Source data:
┌────────
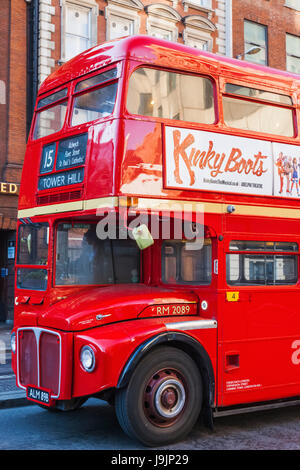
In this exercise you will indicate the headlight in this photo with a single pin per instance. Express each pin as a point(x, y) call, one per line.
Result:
point(87, 358)
point(13, 342)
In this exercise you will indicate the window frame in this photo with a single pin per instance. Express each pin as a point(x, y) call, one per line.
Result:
point(75, 94)
point(264, 253)
point(291, 55)
point(292, 106)
point(214, 82)
point(38, 110)
point(184, 284)
point(34, 267)
point(54, 260)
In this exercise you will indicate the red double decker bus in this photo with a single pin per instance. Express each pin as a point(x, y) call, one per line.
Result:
point(165, 327)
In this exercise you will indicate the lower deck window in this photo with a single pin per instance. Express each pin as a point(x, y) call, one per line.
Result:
point(84, 259)
point(32, 279)
point(183, 265)
point(261, 269)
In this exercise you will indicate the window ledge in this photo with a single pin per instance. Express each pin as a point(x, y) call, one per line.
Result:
point(190, 4)
point(292, 8)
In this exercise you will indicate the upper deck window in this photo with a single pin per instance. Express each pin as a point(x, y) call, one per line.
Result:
point(94, 103)
point(50, 119)
point(169, 95)
point(97, 79)
point(242, 112)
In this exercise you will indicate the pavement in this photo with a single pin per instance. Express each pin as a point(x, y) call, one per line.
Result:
point(10, 394)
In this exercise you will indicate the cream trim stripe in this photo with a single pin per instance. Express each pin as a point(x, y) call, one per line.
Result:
point(192, 325)
point(161, 204)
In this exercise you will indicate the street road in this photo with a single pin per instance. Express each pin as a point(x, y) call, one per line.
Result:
point(95, 427)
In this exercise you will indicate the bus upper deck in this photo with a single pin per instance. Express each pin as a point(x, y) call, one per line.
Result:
point(146, 118)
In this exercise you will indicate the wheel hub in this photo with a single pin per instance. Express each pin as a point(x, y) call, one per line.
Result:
point(164, 397)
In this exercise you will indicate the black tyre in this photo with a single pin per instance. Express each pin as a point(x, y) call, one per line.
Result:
point(163, 399)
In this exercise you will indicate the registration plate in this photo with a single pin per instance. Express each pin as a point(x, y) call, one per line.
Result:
point(39, 395)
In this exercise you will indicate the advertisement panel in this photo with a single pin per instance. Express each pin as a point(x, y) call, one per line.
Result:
point(200, 160)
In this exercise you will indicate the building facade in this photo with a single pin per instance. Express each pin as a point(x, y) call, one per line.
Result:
point(13, 92)
point(67, 27)
point(271, 25)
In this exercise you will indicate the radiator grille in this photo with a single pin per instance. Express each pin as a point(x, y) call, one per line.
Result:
point(39, 354)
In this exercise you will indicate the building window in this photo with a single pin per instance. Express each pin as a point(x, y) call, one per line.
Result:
point(162, 21)
point(198, 32)
point(293, 53)
point(203, 5)
point(79, 27)
point(293, 4)
point(255, 35)
point(122, 18)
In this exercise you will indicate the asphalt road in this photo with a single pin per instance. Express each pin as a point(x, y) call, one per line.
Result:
point(95, 427)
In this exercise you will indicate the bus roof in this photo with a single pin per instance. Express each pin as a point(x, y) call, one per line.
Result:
point(147, 49)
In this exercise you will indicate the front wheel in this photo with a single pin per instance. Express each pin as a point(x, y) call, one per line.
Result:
point(163, 398)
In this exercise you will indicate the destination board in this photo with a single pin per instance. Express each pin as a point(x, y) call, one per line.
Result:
point(48, 157)
point(64, 178)
point(71, 152)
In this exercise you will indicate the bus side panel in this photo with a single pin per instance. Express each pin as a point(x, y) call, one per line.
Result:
point(141, 167)
point(259, 327)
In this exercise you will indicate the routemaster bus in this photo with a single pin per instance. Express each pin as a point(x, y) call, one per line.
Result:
point(129, 141)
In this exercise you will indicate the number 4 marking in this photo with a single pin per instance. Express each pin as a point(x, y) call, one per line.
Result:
point(296, 354)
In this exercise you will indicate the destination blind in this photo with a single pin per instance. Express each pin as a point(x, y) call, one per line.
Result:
point(71, 153)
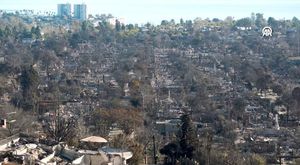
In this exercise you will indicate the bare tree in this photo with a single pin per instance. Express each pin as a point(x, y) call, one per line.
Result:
point(60, 127)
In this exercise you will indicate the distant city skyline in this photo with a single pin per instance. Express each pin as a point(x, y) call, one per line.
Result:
point(154, 11)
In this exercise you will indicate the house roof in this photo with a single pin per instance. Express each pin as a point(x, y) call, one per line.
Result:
point(94, 139)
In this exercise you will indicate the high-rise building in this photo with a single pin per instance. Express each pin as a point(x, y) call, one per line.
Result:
point(64, 10)
point(80, 11)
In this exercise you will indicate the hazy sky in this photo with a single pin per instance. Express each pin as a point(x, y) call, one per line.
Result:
point(143, 11)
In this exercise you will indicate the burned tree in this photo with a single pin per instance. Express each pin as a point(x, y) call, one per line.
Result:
point(60, 127)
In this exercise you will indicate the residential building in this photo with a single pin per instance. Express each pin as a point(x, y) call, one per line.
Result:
point(80, 11)
point(64, 10)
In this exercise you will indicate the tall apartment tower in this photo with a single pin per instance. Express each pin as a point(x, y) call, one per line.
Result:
point(80, 11)
point(64, 10)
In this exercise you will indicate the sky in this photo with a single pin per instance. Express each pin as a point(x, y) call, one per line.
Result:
point(153, 11)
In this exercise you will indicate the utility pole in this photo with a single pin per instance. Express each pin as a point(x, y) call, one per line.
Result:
point(154, 151)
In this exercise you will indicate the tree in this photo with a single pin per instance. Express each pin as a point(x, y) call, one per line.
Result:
point(296, 95)
point(273, 23)
point(260, 21)
point(172, 151)
point(60, 128)
point(244, 22)
point(183, 148)
point(295, 22)
point(187, 137)
point(238, 107)
point(118, 25)
point(29, 81)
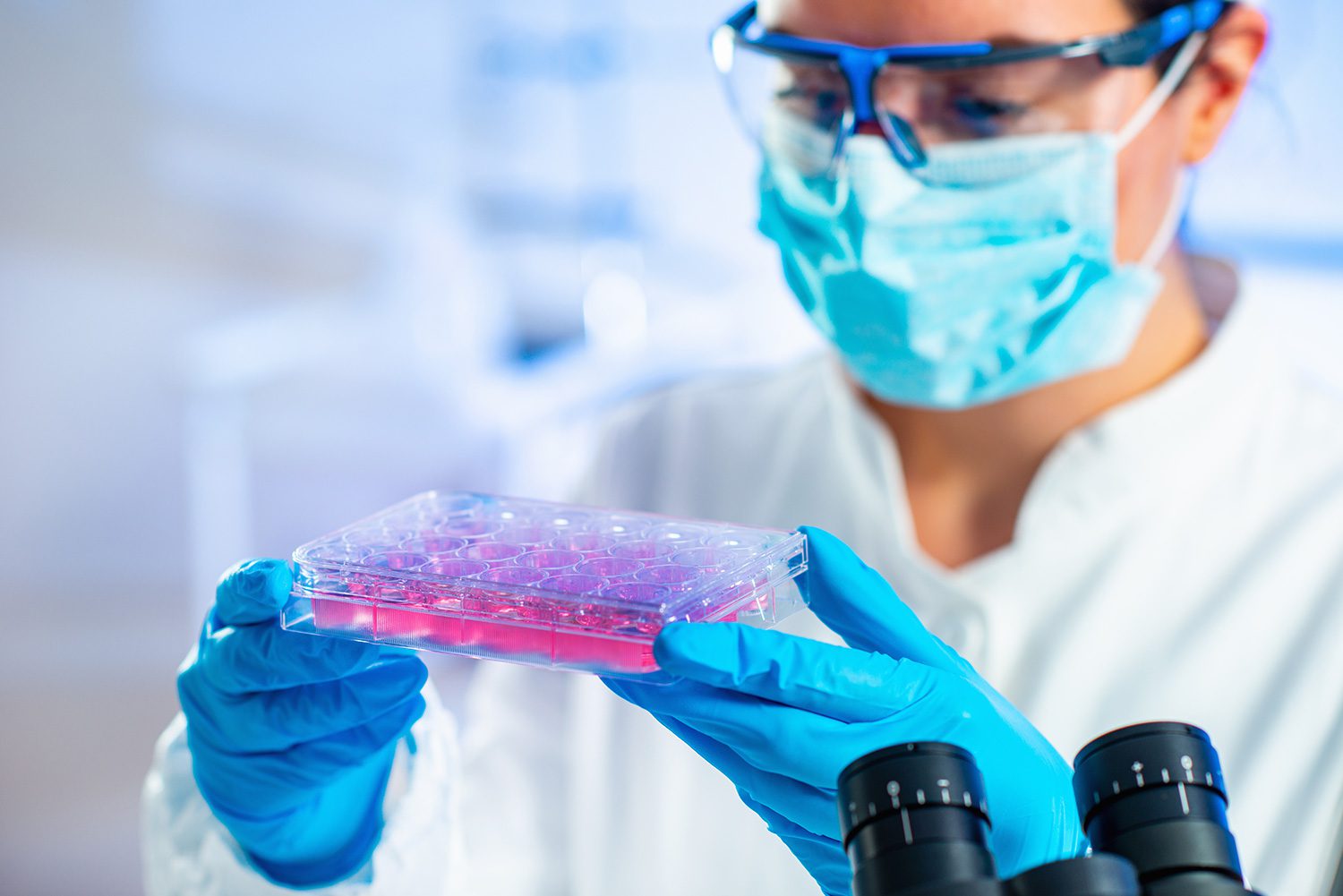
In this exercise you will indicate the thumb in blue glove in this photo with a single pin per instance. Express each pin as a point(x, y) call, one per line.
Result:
point(292, 737)
point(781, 716)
└────────
Action item: Transcribe the records above exactly, leaving every picture out of the copy.

Your response:
In this exercise you will indicate the headlight in this photo with a single pin per instance. Express each pin as a point(x, y) call, one per line.
Result:
point(87, 358)
point(13, 342)
In this exercise you will indicate the window frame in this photo with a single pin per instance. Express each pin as a point(x, y) call, one per line.
Result:
point(75, 94)
point(264, 253)
point(291, 55)
point(292, 106)
point(214, 82)
point(38, 110)
point(184, 284)
point(34, 267)
point(54, 260)
In this exercise you will indicate the red double decker bus in this photo with a single pin per instance. Express each pin as a point(x, y) call, one per line.
Result:
point(165, 327)
In this exercise you will indicate the lower deck window in this photo with a single pin per instance. Express each pin as a point(x, y) call, one per line.
Result:
point(84, 259)
point(32, 279)
point(183, 265)
point(261, 269)
In this exercise you will indicate the window ledge in this photo with a single pin per instance. Express each pin as a point(x, y) call, one per line.
Result:
point(190, 4)
point(292, 8)
In this exercise you will indicate the upper deck window in this photo with a single pin per instance. Express each pin as a point(x, y) call, one per line.
Result:
point(94, 103)
point(50, 119)
point(169, 95)
point(97, 79)
point(242, 112)
In this exercise you will indicate the pavement in this photo with a single pin per instance. Express each pin as a point(x, y) call, one per line.
Result:
point(10, 394)
In this exercise you will indicate the cream trim stripe in this photo with a single pin per instance. Express each pin as a point(x, y) call, one per line.
Result:
point(192, 325)
point(161, 204)
In this exercise you will indicate the street road in this photo with a single pin per instance. Express each pin as a point(x, y) call, one per line.
Result:
point(95, 427)
In this exercise you will indicate the bus upper deck in this photo with a single pin per instance. Express each pin as a point(x, y) call, one per line.
Result:
point(146, 118)
In this exercise you will indicate the wheel hub in this photo with a single pin per instance. Express each pin as a point(x, y) call, one per line.
Result:
point(164, 397)
In this exercise you will indicate the black tyre in this photo with a single pin per instance. Express each pin as a point(x, y) call, one per line.
Result:
point(163, 399)
In this exercise you will indicate the registration plate in this photo with a single pin per instance. Express each pin as a point(x, y) call, one per line.
Result:
point(39, 395)
In this exercise you will indicate the advertisement panel in this photo with a single pin per instance. Express each pin as a point(x, y) call, one per line.
Result:
point(200, 160)
In this exercise you will indicate the building facade in this photo with a single pin per instance. Express each pin as a point(x, y) call, one per line.
Result:
point(13, 92)
point(67, 27)
point(271, 25)
In this exercise you will indicate the radiator grille in this photo with a single pin per instance. Express each pin as a point(x, y) call, one per line.
Result:
point(39, 354)
In this exercise you will indicate the building window in this photo with a single pin per instance. Express each pin as a point(x, y) call, one per line.
Result:
point(162, 21)
point(198, 32)
point(293, 53)
point(203, 5)
point(79, 27)
point(293, 4)
point(255, 35)
point(122, 18)
In this exercise you will indicate the asphalt road in this photo with a single pin per instance. Express each pin as a point(x, y) call, one per line.
Result:
point(95, 427)
In this exercise you will indicate the bus roof in this photo with a single pin per instance. Express each pin as a point(x, y) call, one per line.
Result:
point(147, 49)
In this exercise you will indicate the front wheel in this photo with a single pin per instance. Express each pin as a point(x, y) call, one per line.
Result:
point(163, 398)
In this exercise you will indicate the destination board in this photo with a single pin per instance. Express each pin as a point(x, y) call, one per line.
Result:
point(48, 157)
point(64, 178)
point(71, 152)
In this exercise you will indicate the bus side panel in this photo with a single pin per instance. Express each pin as a point(x, y) call, one per line.
Result:
point(141, 167)
point(259, 327)
In this exercise you will indicate the routemaster bus in this photo with a single pin per instance. Express each pin as a point(x, y) call, one per line.
Result:
point(129, 141)
In this exercise you will indicate the number 4 marking in this photo with a single pin per instance. Express each pin as a point(x, y) call, one per line.
Result:
point(296, 354)
In this exercise you will indicate the destination blind in this photo with a single pin per instance. Express each pin as a point(x, y) call, one per line.
Result:
point(71, 153)
In this exercise you will indicate the bare tree in this photo with a single pin per instance. Express each pin as a point(x, y) call, one per line.
Result:
point(60, 127)
In this exercise you will indicate the distant city skyline in this photo with a single pin per instance. Express each pin as a point(x, y) call, one per line.
Result:
point(154, 11)
In this exercise you will indicate the house roof in this photo with a single pin per instance. Express each pin as a point(x, y) call, one per line.
Result:
point(94, 139)
In this exercise you will indicate the high-rise building in this photo with a single pin per instance. Express each pin as a point(x, y) call, one per line.
Result:
point(64, 10)
point(80, 11)
In this exercise you will indicate the hazy sky in this photo with a single pin per instance. Express each pin as a point(x, y) call, one per line.
Result:
point(143, 11)
In this exercise you will indicate the burned tree in this photo with a single pin per instance. Express each pin as a point(x, y) call, one per line.
Result:
point(60, 127)
In this exercise you will indicate the residential building in this photo with a single pin per instance. Express each pin as a point(x, y) call, one per line.
Result:
point(80, 11)
point(64, 10)
In this exercise you will indicate the tall apartment tower in this photo with a single pin per instance. Express each pin as a point(x, y) call, one per line.
Result:
point(80, 11)
point(64, 10)
In this exercise you will indicate the sky in this photo with a single pin per instance. Express each pin as a point(x, y) call, one per line.
Result:
point(153, 11)
In this exercise you will indicate the utility pole in this photo with a single pin per instance. Express each pin as a point(x, y) call, one per line.
Result:
point(154, 151)
In this exercise you will indicate the tree in this photo with a single pin per instance. Express each pin as a point(x, y) call, one per line.
Result:
point(296, 95)
point(273, 23)
point(260, 21)
point(172, 151)
point(60, 128)
point(244, 22)
point(183, 148)
point(295, 22)
point(187, 137)
point(238, 107)
point(118, 25)
point(29, 81)
In this exercise you will indicate the thumb in blue glove in this photo with a single pin per instance. Express each pin as a point(x, y) call, one per line.
Result:
point(292, 737)
point(781, 716)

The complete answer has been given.